**Work instruction**
Transcribe all of the records, leaving out any pictures.

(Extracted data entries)
══════════

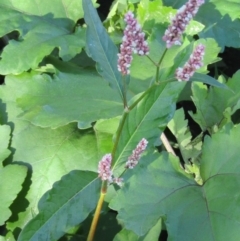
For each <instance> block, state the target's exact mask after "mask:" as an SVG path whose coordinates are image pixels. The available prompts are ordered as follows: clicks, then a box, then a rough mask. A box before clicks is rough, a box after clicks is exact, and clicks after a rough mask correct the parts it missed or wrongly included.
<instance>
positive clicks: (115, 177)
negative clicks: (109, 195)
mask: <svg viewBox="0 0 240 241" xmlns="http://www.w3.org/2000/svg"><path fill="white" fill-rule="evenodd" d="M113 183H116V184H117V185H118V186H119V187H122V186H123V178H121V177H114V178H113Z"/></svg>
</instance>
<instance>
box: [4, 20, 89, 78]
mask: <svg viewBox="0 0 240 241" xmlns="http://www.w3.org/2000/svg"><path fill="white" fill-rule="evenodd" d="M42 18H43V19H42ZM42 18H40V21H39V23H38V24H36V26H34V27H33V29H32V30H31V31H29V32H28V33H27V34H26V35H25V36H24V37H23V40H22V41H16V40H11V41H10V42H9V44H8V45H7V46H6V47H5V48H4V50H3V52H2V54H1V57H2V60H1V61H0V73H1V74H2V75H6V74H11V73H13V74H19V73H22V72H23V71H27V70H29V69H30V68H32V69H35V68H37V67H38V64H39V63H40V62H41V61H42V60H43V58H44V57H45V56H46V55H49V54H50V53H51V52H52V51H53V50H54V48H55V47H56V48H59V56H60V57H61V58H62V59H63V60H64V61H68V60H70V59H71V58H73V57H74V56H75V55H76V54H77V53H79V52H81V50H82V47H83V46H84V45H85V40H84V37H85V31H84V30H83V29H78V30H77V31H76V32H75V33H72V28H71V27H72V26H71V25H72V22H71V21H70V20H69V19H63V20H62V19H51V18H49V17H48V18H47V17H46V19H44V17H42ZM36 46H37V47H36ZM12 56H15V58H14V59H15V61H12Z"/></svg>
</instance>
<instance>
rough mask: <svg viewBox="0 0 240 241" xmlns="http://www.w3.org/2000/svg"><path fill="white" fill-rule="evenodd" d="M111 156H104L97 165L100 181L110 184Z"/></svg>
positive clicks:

══════════

**Final answer**
For each <instance> block, state the target's exact mask after "mask:" as an SVG path whose coordinates are image pixels. The available prompts are ordered as follows: clicks, then a box, then a rough mask. A box before clicks is rough, a box after clicks is exact, and clicks after a rough mask correct the parts it missed or wrongly included.
<instance>
positive clicks: (115, 177)
negative clicks: (109, 195)
mask: <svg viewBox="0 0 240 241" xmlns="http://www.w3.org/2000/svg"><path fill="white" fill-rule="evenodd" d="M113 183H116V184H117V185H118V186H119V187H122V186H123V178H121V177H114V178H113Z"/></svg>
</instance>
<instance>
box: [4, 20, 89, 78]
mask: <svg viewBox="0 0 240 241" xmlns="http://www.w3.org/2000/svg"><path fill="white" fill-rule="evenodd" d="M42 18H43V19H42ZM42 18H40V21H39V23H38V24H36V26H34V27H33V29H32V30H31V31H29V32H28V33H27V34H26V35H25V36H24V37H23V40H22V41H16V40H11V41H10V42H9V44H8V45H7V46H6V47H5V48H4V50H3V52H2V54H1V57H2V60H1V61H0V73H1V74H2V75H6V74H11V73H13V74H19V73H22V72H23V71H27V70H29V69H30V68H32V69H35V68H37V67H38V64H39V63H40V62H41V61H42V60H43V58H44V57H45V56H46V55H49V54H50V53H51V52H52V51H53V50H54V48H55V47H56V48H59V56H60V57H61V58H62V59H63V60H64V61H68V60H70V59H71V58H73V57H74V56H75V55H76V54H77V53H79V52H81V50H82V47H83V46H84V45H85V40H84V37H85V31H84V30H83V29H78V30H77V31H76V32H75V33H72V28H71V27H72V26H71V25H72V22H71V21H70V20H69V19H63V20H62V19H51V18H49V17H48V18H47V17H46V19H44V17H42ZM36 46H37V47H36ZM12 56H15V58H14V59H15V61H12Z"/></svg>
</instance>
<instance>
rough mask: <svg viewBox="0 0 240 241" xmlns="http://www.w3.org/2000/svg"><path fill="white" fill-rule="evenodd" d="M111 156H104L97 165L100 181L110 184Z"/></svg>
positive clicks:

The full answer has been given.